**Source passage**
++++++++++

It may sound like she wouldn’t do anything else but cry, but that’s quite the opposite, really. I have never seen more bright, happy and trusting girl as her. She is adorable, deeply caring, very cute (and she knows it) and always ready for new adventures, and she never complains.

And I have tried my best to keep telling her it’s okay to cry.

It’s so natural to kids to cry that I’m almost envious to them. Why is it that it changes when we are adults?

The reasons my daughter keeps crying can be easily be understood. Aren’t those the reasons we adults cry as well? The things may be a bit different, but the reasons for the tears are the same. Loneliness, being scared, being physically or mentally hurt, not getting what we want the most, when our dreams shatter around us, losing something dear and then missing it. And sometimes we are able to cry because of empathy, when these same things happen to others, the ones we love.

These things are the same when crying as a child or as an adult. But something still changes: our own attitude towards crying.

++++++++++

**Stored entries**
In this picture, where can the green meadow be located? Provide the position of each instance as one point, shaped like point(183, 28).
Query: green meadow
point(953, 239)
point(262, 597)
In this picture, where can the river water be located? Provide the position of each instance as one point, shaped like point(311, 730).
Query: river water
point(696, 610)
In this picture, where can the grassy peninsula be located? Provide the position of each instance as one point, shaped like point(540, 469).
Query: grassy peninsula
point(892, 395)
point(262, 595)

++++++++++

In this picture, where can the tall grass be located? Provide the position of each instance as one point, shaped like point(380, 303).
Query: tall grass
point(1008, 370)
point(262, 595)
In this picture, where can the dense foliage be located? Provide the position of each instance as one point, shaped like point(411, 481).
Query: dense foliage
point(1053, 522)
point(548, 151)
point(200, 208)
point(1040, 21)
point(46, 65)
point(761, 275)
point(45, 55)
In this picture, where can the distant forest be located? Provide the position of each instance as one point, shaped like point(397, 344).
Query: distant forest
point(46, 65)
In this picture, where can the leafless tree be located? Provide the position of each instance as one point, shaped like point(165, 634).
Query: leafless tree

++++++++++

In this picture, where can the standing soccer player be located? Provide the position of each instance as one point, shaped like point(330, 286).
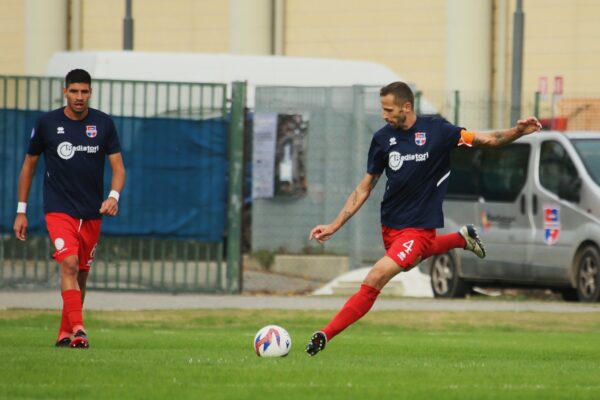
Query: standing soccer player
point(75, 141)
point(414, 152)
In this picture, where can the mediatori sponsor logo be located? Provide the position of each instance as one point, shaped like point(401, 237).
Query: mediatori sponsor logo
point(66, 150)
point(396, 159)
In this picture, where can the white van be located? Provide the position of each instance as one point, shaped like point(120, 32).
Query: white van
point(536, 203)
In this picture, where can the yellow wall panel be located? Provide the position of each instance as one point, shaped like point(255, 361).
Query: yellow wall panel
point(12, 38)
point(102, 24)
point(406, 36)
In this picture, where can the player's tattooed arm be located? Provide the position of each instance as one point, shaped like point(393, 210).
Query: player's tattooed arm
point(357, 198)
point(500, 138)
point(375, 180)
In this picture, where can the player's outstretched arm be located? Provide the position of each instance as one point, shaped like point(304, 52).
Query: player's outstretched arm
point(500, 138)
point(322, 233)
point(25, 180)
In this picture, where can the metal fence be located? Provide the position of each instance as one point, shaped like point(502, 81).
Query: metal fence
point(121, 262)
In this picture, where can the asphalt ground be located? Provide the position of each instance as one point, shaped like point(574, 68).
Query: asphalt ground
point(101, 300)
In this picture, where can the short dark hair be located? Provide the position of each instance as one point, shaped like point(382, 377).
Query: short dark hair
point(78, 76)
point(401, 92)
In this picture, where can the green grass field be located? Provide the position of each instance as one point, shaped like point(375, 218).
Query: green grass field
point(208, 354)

++++++++++

**Direction**
From the passage on crying at the top, copy everything from "The reasons my" down to "attitude towards crying.".

**Answer to the exercise**
The reasons my daughter keeps crying can be easily be understood. Aren’t those the reasons we adults cry as well? The things may be a bit different, but the reasons for the tears are the same. Loneliness, being scared, being physically or mentally hurt, not getting what we want the most, when our dreams shatter around us, losing something dear and then missing it. And sometimes we are able to cry because of empathy, when these same things happen to others, the ones we love.

These things are the same when crying as a child or as an adult. But something still changes: our own attitude towards crying.